* [What is expected]: In the entries below, filter for the word "trace" and copy every matching line.

* [Records for processing]:
================

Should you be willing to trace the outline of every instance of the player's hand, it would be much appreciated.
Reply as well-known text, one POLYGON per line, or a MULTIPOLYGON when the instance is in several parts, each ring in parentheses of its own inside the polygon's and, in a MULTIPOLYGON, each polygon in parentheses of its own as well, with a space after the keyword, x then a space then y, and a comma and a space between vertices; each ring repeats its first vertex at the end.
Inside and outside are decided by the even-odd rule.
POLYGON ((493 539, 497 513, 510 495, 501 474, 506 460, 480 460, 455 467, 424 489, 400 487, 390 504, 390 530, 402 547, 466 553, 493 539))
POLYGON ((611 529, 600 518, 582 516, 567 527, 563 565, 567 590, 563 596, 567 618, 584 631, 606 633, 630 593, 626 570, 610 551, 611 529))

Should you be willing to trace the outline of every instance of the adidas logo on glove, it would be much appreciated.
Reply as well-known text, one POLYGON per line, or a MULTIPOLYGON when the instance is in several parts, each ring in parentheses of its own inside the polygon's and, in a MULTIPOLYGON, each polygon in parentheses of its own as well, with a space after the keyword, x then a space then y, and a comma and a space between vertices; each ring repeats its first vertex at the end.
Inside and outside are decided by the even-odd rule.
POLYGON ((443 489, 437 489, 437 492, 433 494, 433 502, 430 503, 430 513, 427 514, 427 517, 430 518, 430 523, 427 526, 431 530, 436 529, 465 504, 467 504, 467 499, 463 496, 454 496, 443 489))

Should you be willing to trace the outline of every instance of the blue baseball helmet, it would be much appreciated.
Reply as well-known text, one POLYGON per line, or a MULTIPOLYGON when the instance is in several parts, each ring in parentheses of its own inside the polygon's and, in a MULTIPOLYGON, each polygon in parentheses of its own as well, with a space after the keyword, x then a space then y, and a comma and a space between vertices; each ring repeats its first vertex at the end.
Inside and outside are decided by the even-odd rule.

================

* [Expected output]:
Should you be willing to trace the outline of every instance of the player's hand, it would be much appreciated.
Should you be willing to trace the outline of every instance of the adidas logo on glove, it would be much appreciated.
Should you be willing to trace the outline of every instance of the blue baseball helmet, it would be much appreciated.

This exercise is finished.